• **Work task**: Could you print all the entries exactly?

== == ==

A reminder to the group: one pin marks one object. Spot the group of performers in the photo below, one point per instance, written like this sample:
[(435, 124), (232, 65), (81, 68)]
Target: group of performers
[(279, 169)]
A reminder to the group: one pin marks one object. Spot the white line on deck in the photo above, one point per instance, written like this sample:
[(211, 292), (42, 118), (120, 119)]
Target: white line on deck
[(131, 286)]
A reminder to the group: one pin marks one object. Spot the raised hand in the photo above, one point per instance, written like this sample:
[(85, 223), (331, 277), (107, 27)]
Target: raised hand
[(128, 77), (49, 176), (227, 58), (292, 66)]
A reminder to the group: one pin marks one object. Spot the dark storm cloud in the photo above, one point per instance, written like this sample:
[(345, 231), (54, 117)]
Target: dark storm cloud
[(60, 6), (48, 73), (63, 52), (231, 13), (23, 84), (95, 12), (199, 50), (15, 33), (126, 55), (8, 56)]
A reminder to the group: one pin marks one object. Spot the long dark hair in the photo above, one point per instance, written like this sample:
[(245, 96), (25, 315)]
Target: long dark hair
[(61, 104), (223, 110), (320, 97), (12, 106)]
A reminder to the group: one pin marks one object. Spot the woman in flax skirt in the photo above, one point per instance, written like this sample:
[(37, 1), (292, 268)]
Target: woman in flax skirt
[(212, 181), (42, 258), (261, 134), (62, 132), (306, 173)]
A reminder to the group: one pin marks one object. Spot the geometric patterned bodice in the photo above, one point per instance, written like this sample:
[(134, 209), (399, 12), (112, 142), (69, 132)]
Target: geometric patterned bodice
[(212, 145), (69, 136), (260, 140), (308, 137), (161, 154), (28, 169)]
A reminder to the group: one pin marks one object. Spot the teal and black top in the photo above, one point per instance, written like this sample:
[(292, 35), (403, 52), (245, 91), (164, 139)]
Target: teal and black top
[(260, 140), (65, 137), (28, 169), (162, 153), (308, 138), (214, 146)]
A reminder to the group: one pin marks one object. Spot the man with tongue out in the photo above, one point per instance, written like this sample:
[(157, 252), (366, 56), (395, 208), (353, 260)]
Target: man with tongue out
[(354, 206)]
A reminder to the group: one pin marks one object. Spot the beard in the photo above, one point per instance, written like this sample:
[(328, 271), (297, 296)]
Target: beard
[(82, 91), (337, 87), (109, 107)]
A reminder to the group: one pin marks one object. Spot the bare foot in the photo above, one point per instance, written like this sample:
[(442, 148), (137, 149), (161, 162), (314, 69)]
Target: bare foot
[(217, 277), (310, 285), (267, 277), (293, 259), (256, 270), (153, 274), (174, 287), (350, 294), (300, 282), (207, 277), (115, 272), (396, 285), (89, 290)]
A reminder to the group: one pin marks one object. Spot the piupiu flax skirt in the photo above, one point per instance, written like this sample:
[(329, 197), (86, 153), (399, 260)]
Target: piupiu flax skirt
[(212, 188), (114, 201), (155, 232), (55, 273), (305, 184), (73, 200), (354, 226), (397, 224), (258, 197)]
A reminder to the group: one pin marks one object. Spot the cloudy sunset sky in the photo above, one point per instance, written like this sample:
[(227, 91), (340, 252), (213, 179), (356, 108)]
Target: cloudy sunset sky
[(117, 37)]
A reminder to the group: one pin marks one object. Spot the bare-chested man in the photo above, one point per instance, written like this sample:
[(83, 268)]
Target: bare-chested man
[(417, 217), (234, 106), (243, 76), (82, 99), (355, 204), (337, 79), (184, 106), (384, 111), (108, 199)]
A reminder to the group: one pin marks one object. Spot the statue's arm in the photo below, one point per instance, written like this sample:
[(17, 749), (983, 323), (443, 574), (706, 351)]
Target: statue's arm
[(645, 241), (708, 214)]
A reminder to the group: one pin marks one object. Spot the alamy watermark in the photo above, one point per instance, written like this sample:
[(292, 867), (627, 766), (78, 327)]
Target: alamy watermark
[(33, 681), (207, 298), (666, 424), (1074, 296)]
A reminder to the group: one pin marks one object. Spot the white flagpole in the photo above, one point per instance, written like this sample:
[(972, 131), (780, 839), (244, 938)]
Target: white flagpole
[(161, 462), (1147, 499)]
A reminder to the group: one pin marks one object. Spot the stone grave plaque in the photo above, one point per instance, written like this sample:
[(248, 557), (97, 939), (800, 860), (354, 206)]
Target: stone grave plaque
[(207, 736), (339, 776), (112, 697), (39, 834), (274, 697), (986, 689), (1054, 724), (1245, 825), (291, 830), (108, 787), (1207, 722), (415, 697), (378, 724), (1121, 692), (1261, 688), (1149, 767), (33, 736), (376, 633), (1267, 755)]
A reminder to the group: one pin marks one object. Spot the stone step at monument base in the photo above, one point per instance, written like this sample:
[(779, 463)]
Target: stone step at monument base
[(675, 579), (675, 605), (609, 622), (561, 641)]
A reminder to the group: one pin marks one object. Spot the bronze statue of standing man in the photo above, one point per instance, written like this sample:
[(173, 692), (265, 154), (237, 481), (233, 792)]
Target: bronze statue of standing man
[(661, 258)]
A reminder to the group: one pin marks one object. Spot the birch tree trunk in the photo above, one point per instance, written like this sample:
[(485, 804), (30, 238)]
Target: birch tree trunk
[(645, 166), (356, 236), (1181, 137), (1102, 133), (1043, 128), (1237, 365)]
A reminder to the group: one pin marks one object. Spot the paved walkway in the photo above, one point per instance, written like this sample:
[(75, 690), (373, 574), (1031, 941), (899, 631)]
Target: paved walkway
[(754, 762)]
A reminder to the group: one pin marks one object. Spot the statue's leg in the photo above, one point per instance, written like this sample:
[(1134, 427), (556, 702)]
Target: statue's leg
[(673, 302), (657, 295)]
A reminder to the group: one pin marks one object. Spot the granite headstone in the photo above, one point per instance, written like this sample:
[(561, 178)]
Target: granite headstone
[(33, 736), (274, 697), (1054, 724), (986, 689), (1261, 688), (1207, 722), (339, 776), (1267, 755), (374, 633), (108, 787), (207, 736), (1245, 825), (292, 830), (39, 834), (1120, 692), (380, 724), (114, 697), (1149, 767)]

== == ==

• **Finished task**:
A reminder to the group: one pin marks one object. Spot the group of performers in the photo below, one point per instance, written like this sample:
[(435, 124), (232, 65), (81, 68)]
Target: group of performers
[(279, 169)]
A reminder to the group: one pin marks one object. Spot the white line on deck in the photo above, one point per instance, written like this sample:
[(211, 292), (42, 118), (120, 119)]
Target: white line on deck
[(131, 286)]
A reminder to the group: one pin marks one object. Spot the raised hand in the photo above, one point per instance, written like this sample:
[(85, 223), (331, 277), (107, 27)]
Target: raised hand
[(128, 77), (49, 176), (227, 58), (292, 66)]
A reminder to the group: one pin marks one object. Spot the dark storm cloud in the photo above, one point per instance, written like this sample:
[(345, 231), (54, 117)]
Target: dark storm cloud
[(60, 6), (48, 73), (63, 52), (231, 13), (23, 84), (95, 12), (199, 50), (15, 33), (126, 55), (8, 56)]
A reminder to the group: one pin marks one object. Spot the long dark hair in the photo above, one point per instance, written like this sample:
[(245, 96), (25, 315)]
Target: long dark hair
[(61, 104), (223, 110), (320, 97), (12, 106)]
A reminder to the group: one pin marks one object. Spot the woman in flax skirt in the photo above, one point per instance, written like this sample:
[(37, 1), (292, 268)]
Target: woman in flax skirt
[(212, 181), (42, 258), (261, 134), (62, 132), (306, 173)]
A reminder to the group: one pin marks one object. Spot the geometric patterned bodice in the photo above, one point per instance, written like this sample:
[(134, 209), (399, 12), (112, 142), (69, 132)]
Target: geometric patterned bodice
[(212, 145), (69, 136), (260, 140), (308, 137), (161, 154), (28, 169)]
A reminder to the group: one pin marks one object. Spot the teal and black top in the photo above, one point per instance, written like this sample:
[(292, 35), (403, 52), (245, 91), (164, 139)]
Target: teal and black top
[(260, 140), (65, 137), (28, 169), (162, 153), (308, 138), (214, 146)]
A reminder to the group: one pin marks one object. Spot the man with tongue out in the photo above, one point per instance, written like this sample:
[(157, 252), (366, 56), (395, 208), (353, 260)]
Target: man with tongue out
[(354, 206)]
A reminder to the group: one pin marks one object. Spot the beard in the photo above, one point per instance, written like this sample:
[(328, 271), (297, 296)]
Target: beard
[(82, 91), (337, 87), (109, 107)]
A reminder to the group: one pin marks one object. Spot the bare foot in the photo above, one point per instance, written like this sample:
[(442, 148), (137, 149), (161, 162), (314, 69)]
Target: bare foot
[(217, 277), (310, 285), (267, 277), (293, 259), (256, 270), (153, 274), (174, 287), (350, 294), (300, 282), (207, 277), (115, 272), (396, 285), (89, 290)]
A reminder to the group: one pin marks one object. Spot the piupiu flax skirt in the photo above, one point per instance, written like this sample:
[(329, 197), (86, 153), (399, 260)]
Target: piupiu flax skirt
[(212, 188), (114, 201), (155, 232), (55, 273), (305, 184), (73, 200), (354, 226), (397, 224), (258, 197)]
A reminder to the group: one pin marks one object. Spot the cloudy sunset sky in the photo above, one point per instance, written like this sample:
[(227, 91), (340, 252), (213, 179), (356, 108)]
Target: cloudy sunset sky
[(117, 37)]
A reminder to the group: one pin marks one object. Spot the bare-chested man in the photo above, one point per instance, written like this sample:
[(83, 268)]
Target: bare-chested man
[(417, 217), (234, 106), (243, 76), (82, 99), (355, 204), (337, 79), (184, 106), (384, 111), (108, 199)]
A reminder to the group: one pin marks one object. Spot the statue's arm in the photo below, one point per instance, written like this sample:
[(17, 749), (983, 323), (443, 574), (706, 351)]
Target: statue's arm
[(645, 241), (708, 214)]
A reminder to the group: one pin marks one object. Spot the alamy watermark in the photo above, one point per instance, written like this sample:
[(292, 867), (627, 766), (78, 327)]
Target: alamy watermark
[(33, 681), (207, 298), (666, 424), (1074, 296)]
A reminder to the group: one pin marks one object. Spot the white flagpole in the photo above, one point per instance, written like this sample:
[(972, 131), (780, 839), (244, 938)]
Target: white flagpole
[(161, 462), (1147, 499)]
A reminder to the group: one pin marks one object. Spot the stone grave plaque in the photo above, one point per instance, written like this sample:
[(248, 557), (97, 939), (800, 860), (354, 206)]
Target: stone grave plaque
[(207, 736), (339, 776), (112, 697), (39, 834), (274, 697), (986, 689), (1054, 724), (1245, 825), (291, 830), (108, 787), (1207, 722), (415, 697), (378, 724), (1121, 692), (1261, 688), (1149, 767), (33, 736), (376, 633), (1267, 755)]
A reminder to the group: one pin marks one object. Spot the stone step at monument base in the photo above, one point per instance, written like this sample:
[(779, 463)]
Target: stone step at monument base
[(675, 579), (675, 605), (609, 622), (561, 641)]
A reminder to the group: one pin marks one object. Spot the bronze statue of standing man in the photo above, one point per instance, written like this sample:
[(173, 692), (265, 154), (237, 481), (233, 792)]
Target: bronze statue of standing man
[(661, 258)]
A reminder to the group: one pin marks one object. Spot the birch tree trunk in the photo above, one point per instance, written like this sample:
[(485, 804), (30, 238)]
Target: birch tree trunk
[(645, 166), (356, 236), (1181, 137), (1102, 133), (1043, 128), (1237, 365)]
A reminder to the group: one pin marks one object. Spot the paved walkway in the photo above, one point per instance, written like this sample:
[(75, 690), (373, 574), (1031, 941), (899, 631)]
Target: paved walkway
[(754, 762)]
A reminder to the group: one pin marks one object. Spot the statue's leg in the photo above, one point per instance, written like this sample:
[(1134, 427), (556, 702)]
Target: statue's leg
[(673, 302), (657, 295)]
A reminder to the group: one pin marks one object. Spot the granite headstone in the photo above, one point per instance, written like this sample:
[(561, 178)]
Target: granite headstone
[(33, 736), (274, 697), (1054, 724), (986, 689), (1261, 688), (1207, 722), (339, 776), (1267, 755), (374, 633), (108, 787), (207, 736), (1245, 825), (292, 830), (39, 834), (1120, 692), (380, 724), (114, 697), (1149, 767)]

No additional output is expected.